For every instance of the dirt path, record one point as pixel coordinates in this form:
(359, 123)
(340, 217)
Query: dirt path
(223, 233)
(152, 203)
○ ○ ○ ○ ○
Output each line of the material above as a numbered list, leaving out any blank lines.

1. For every instance of the dirt path, record one point as pixel coordinates in this form:
2. (359, 123)
3. (340, 217)
4. Query: dirt path
5. (223, 233)
6. (152, 203)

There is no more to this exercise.